• [Excerpted passage]
## Begin

Copy a tree

A key benefit of building a site as a tree is that we can seamlessly move between browsing that tree and rendering that tree as static content.

Build pipeline

When working with trees, the “build” pipeline can be conceptually simple:

Real markdown files → Virtual HTML files → Real HTML files
  1. We define a tree of the source markdown content — as an object, as real files, or as values generated by a function.
  2. We use one or more transforms to create a virtual tree of the final content that we want — here, HTML. We can directly serve and browse this virtual tree during development.
  3. We want to copy the virtual tree of HTML pages into some persistent form such as real .html files. We can then deploy these files.

For the last step, we could write the files out directly using a file system API. But we’ve gained a lot by abstracting away the file system read operations; we can make similar gains by abstracting away the file system write operations too.

Setting tree values

Let’s extend our AsyncTree interface with an optional method set(key, value). This updates the tree so that getting the corresponding key will now return the new value. We can supporting deleting a key/value from the tree by declaring that, if value is undefined, the key and its corresponding value will be removed from the tree.

## End

• [Entries shown]
## Begin

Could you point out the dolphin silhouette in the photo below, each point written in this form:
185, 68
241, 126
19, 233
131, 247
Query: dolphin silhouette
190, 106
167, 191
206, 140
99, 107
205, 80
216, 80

## End

Extend the page on copying a tree, picking up right after its last sentence.

This is straightforward for our object-based tree:

  /* In src/set/ObjectTree.js */

  async set(key, value) {
    if (value === undefined) {
      delete this.obj[key];
    } else {
      this.obj[key] = value;
    }
  }

And a fair bit of work for our file system-based tree:

  /* In src/set/FileTree.js */

  async set(key, value) {
    // Where are we going to write this value?
    const destPath = path.resolve(this.dirname, key ?? "");

    if (value === undefined) {
      // Delete the file or directory.
      let stats;
      try {
        stats = await stat(destPath);
      } catch (/** type {any} */ error) {
        if (error.code === "ENOENT" /* File not found */) {
          return;
        }
        throw error;
      }
      if (stats.isDirectory()) {
        // Delete directory.
        await fs.rm(destPath, { recursive: true });
      } else if (stats) {
        // Delete file.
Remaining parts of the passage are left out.